== CHALLENGE A ==
Translate this sentence from the forum thread on UI design trends into Spanish: "The demos in the article don't seem to be about the UI getting out of the way, but rather drawing more attention to itself than the content."
== CHALLENGE B ==
Reproduce a span of the forum thread on UI design trends word for word, beginning at "a) transformed into" and stopping after "things minimal.".

___ EXCERPTED PASSAGE

I mean, iPhones have had powerful processors and graphics chips for ages, but
that doesn't mean every app is full of 3D nonsense for the sake of it. The
basic animations, though making use of 3D concepts, are still effectively 2D
and rather basic; they get out of the way of the content.

The demos in the article don't seem to be about the UI getting out of the way,
but rather drawing more attention to itself than the content.

------
skilled
Isn't it crazy that the majority of startup/product websites now have
background curves and skew(); lines. I wonder how this is going to be either;

a) transformed into a new creative format

b) maintained for longevity

\--

The mobile stuff looks nice but does make you wonder whether brands can keep
up with _extreme_ design as a concrete brand image. Then again, I'm fond of
things minimal.

------
Jaruzel
What I want to see in UX design for 2019, is buttons that actually look like
buttons, and not buttons that are hidden as practically _anything_ on the page
:/

------
app4soft
Would be cool if someone could just create infographic with all 2019 UI and UX
Design Trends as single image.

______
___ RECORDS

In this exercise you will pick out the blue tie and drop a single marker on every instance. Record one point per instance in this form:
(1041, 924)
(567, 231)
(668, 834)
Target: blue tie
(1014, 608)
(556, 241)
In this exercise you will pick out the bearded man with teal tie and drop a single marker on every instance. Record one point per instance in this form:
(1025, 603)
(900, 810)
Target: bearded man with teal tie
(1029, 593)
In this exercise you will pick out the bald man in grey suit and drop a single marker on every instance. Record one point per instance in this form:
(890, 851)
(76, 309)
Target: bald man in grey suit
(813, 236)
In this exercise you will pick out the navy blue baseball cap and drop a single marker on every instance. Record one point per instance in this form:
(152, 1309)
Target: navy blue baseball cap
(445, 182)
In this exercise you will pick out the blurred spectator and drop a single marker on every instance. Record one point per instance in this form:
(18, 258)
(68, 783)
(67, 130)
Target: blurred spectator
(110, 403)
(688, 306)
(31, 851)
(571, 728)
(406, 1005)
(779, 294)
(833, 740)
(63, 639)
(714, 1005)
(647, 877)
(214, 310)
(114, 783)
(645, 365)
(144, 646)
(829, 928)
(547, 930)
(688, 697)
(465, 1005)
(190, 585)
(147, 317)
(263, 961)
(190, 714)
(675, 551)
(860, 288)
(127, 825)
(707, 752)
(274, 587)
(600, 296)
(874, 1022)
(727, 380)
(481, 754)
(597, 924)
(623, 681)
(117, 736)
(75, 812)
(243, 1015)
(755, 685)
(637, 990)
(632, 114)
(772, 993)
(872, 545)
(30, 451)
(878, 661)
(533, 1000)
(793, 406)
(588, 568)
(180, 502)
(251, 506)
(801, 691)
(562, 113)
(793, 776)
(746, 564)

______

== RESULT A ==
Las demostraciones del artículo no parecen tratar de que la interfaz de usuario se aparte del camino, sino más bien de atraer más atención hacia sí misma que hacia el contenido.

== RESULT B ==
a) transformed into a new creative format

b) maintained for longevity

\--

The mobile stuff looks nice but does make you wonder whether brands can keep
up with _extreme_ design as a concrete brand image. Then again, I'm fond of
things minimal.